_GIVEN RECORDS_
⁂

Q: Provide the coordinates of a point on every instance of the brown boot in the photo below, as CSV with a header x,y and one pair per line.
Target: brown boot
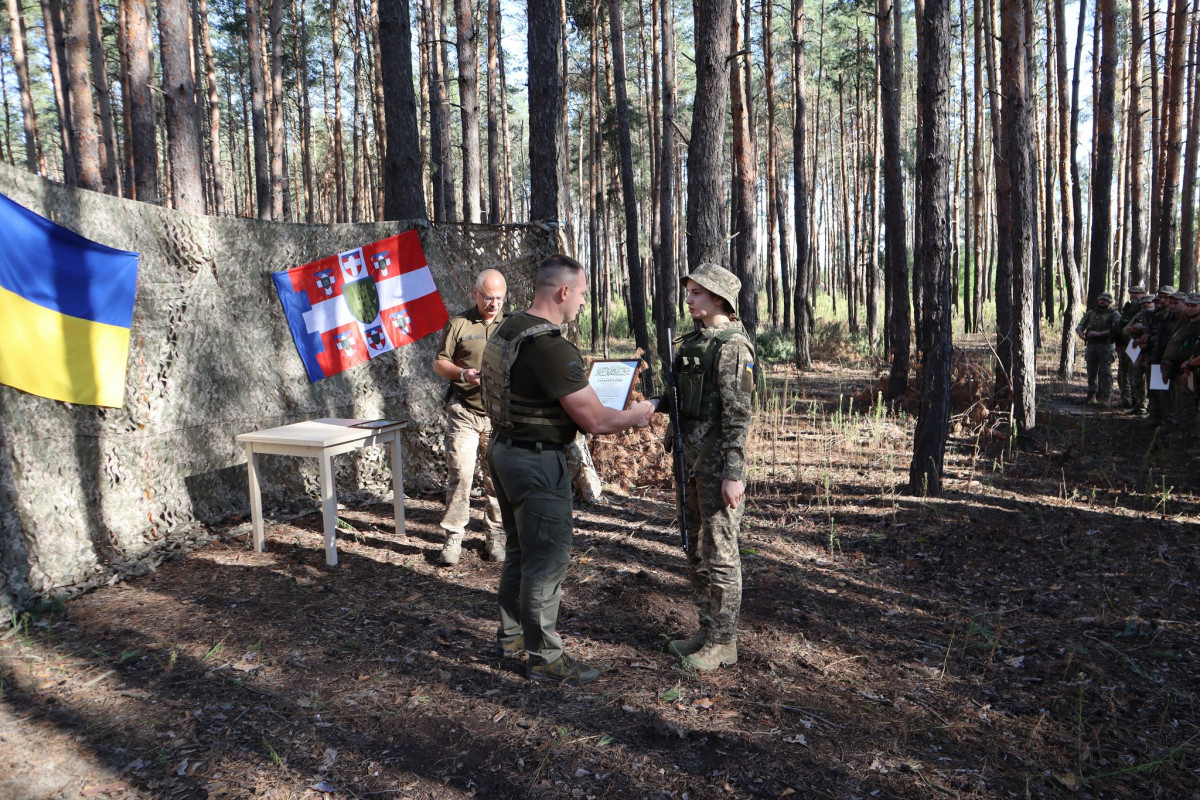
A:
x,y
493,551
451,551
713,655
684,648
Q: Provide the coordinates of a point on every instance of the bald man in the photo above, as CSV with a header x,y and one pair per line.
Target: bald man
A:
x,y
459,360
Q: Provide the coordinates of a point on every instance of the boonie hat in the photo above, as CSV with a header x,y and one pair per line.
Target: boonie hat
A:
x,y
717,280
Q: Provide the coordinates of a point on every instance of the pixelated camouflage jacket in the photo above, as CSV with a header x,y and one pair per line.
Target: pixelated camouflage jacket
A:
x,y
735,374
1183,344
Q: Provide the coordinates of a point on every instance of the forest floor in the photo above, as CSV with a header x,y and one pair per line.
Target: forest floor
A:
x,y
1030,633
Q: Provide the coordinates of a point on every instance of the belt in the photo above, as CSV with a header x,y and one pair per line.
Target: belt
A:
x,y
529,445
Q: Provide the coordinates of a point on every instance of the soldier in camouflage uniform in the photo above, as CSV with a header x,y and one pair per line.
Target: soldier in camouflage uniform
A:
x,y
714,368
1138,331
1182,347
1167,319
1126,371
538,396
459,360
1097,329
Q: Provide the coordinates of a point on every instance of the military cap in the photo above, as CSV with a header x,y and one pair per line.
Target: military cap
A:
x,y
717,280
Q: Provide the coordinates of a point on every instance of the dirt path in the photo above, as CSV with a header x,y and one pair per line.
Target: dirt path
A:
x,y
1032,633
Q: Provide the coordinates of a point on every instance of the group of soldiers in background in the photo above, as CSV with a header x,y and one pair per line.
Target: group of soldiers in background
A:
x,y
1162,331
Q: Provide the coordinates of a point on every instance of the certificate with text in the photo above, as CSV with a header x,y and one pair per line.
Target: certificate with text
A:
x,y
613,380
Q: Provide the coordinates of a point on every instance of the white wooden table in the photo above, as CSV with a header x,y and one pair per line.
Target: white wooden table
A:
x,y
322,439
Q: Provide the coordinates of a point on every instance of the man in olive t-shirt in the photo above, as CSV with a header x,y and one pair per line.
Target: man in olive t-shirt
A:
x,y
537,394
467,426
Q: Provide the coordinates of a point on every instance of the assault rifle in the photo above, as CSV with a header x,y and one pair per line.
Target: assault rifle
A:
x,y
679,462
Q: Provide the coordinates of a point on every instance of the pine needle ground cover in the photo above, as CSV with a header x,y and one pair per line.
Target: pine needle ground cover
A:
x,y
1032,633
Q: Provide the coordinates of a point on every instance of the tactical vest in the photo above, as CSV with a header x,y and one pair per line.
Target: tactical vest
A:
x,y
699,392
508,409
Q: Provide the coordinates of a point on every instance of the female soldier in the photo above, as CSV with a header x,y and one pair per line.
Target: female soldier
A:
x,y
714,371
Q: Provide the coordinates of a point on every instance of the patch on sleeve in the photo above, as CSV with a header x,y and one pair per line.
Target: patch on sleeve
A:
x,y
574,371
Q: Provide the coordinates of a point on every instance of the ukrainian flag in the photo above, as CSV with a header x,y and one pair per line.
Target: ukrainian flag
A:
x,y
66,306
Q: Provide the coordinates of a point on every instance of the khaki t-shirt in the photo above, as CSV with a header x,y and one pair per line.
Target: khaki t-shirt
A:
x,y
462,343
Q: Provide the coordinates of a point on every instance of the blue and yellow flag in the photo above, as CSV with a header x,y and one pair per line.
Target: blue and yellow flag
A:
x,y
66,306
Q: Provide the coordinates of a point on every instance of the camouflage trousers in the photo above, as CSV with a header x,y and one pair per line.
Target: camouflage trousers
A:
x,y
467,434
714,564
534,489
1098,359
1127,379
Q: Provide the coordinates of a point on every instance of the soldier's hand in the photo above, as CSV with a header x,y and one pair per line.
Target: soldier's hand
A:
x,y
646,409
732,492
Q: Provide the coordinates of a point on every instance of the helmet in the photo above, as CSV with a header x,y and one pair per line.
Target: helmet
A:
x,y
717,280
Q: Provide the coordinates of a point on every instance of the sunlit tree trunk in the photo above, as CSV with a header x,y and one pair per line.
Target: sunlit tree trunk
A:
x,y
468,103
895,258
29,116
179,98
706,186
934,252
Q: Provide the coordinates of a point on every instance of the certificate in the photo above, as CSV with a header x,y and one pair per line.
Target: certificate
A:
x,y
613,380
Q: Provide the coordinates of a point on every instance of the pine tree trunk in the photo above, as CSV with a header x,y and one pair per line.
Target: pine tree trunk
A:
x,y
107,150
468,103
1102,170
84,137
29,116
279,179
665,299
179,98
744,180
1173,140
1017,143
547,136
210,79
341,212
495,196
258,107
136,41
706,182
934,254
895,258
55,46
628,190
1188,209
803,329
403,191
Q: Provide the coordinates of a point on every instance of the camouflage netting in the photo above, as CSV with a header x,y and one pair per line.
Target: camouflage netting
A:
x,y
90,494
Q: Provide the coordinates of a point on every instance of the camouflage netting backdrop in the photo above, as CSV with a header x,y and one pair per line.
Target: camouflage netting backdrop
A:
x,y
89,494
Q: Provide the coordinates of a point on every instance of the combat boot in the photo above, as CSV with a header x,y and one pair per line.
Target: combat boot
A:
x,y
451,551
564,671
493,551
713,655
509,649
684,648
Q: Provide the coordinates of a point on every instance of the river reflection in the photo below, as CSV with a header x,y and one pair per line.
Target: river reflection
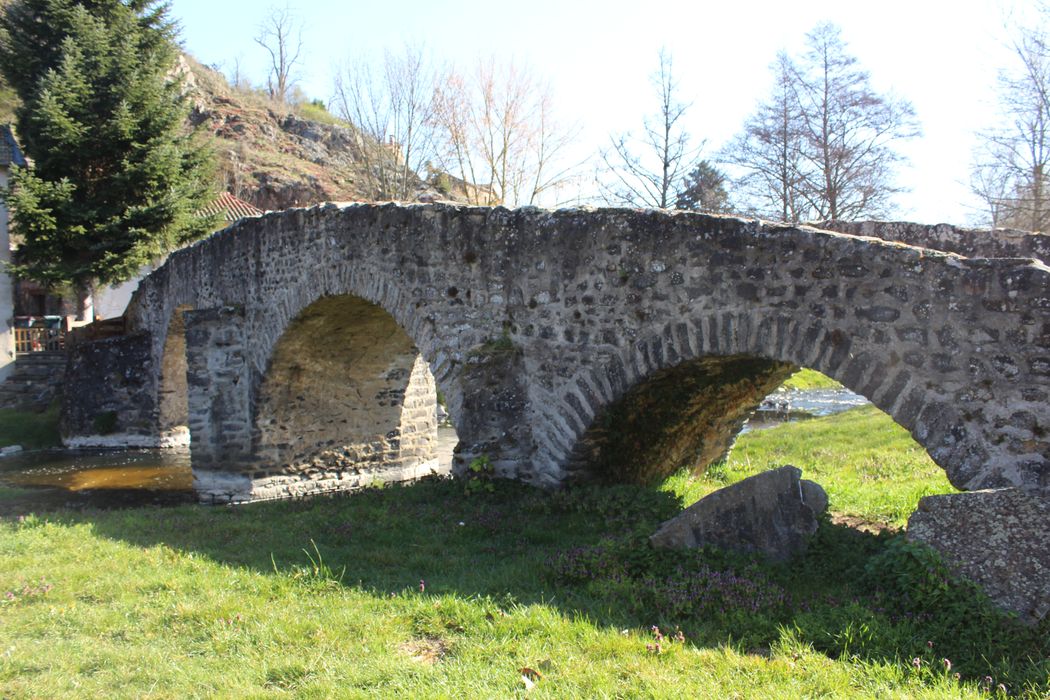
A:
x,y
129,478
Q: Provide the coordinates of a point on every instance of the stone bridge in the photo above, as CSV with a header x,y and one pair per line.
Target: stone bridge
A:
x,y
302,352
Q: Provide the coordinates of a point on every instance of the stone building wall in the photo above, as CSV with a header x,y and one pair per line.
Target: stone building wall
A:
x,y
111,405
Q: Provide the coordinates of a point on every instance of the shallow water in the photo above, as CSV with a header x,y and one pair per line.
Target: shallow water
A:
x,y
128,478
789,406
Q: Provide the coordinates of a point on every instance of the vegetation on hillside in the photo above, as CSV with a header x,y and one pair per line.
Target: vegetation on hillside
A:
x,y
114,179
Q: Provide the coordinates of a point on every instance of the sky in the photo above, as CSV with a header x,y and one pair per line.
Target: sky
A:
x,y
942,56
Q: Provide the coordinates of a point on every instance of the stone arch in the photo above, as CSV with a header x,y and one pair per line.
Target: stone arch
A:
x,y
691,386
345,389
172,404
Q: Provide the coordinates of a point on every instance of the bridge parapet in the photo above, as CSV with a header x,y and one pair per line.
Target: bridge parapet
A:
x,y
584,306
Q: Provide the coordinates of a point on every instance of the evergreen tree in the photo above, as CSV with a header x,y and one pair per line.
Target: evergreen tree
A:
x,y
704,189
116,177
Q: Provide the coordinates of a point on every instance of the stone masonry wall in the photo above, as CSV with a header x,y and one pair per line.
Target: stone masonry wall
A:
x,y
111,405
969,242
585,304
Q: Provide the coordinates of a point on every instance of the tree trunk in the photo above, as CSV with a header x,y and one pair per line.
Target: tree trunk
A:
x,y
85,301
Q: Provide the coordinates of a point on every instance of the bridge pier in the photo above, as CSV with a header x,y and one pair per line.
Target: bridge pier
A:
x,y
218,396
491,412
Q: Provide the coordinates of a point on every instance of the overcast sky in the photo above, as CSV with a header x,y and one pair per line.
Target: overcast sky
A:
x,y
943,56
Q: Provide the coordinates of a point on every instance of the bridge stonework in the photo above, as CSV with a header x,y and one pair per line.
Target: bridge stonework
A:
x,y
568,344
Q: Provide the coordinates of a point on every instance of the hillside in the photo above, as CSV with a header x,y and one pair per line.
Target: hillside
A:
x,y
278,155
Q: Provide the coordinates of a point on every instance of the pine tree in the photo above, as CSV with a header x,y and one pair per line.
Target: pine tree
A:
x,y
704,189
116,177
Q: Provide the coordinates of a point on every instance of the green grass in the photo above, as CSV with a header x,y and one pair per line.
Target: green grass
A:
x,y
810,379
869,466
30,429
321,598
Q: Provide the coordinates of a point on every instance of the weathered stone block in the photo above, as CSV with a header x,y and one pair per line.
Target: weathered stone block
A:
x,y
998,538
772,513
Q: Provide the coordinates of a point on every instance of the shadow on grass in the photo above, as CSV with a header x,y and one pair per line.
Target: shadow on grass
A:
x,y
585,551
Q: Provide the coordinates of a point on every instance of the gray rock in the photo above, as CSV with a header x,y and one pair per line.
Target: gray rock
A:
x,y
998,538
772,513
814,495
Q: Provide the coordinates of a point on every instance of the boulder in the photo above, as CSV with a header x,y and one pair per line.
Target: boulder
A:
x,y
998,538
772,513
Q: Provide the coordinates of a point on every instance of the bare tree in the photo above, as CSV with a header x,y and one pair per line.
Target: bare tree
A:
x,y
848,132
648,170
499,136
393,105
280,35
769,150
1013,161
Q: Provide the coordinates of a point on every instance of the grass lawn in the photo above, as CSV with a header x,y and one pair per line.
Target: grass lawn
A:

⁂

Repeat exactly the lines above, starting with the line that contains "of the shadow" and ending with the last line, both included, and nothing else.

_COMPLETED EXERCISE_
Q: Provide the coordinates of a point on every instance of the shadow on grass in the photo above, as CSV with a header x,y and one pair per line.
Target: shadow on grass
A:
x,y
585,551
Q: Provide the coordinates of a point on every instance of the gray rock in the photo above, as CSV with a header x,y and one pair per line.
Target: gray rock
A:
x,y
998,538
772,513
814,495
Q: Provide the coordinates of a point on every instance of the boulder in the photo above, as CSV with a header x,y and one pair per line.
Target: boulder
A:
x,y
998,538
772,513
Q: Provide the coordinates of a point on every instance of the bare tree in the photo above, as CSV with a header x,y and one pair per line.
Target: bare tree
A:
x,y
848,132
648,170
499,136
393,105
280,35
769,150
1013,161
Q: Provide the coordinates of a point on every instance of the grass lawn in the photo above, as CSV with a header x,y and one pair per line.
Target: grass lawn
A:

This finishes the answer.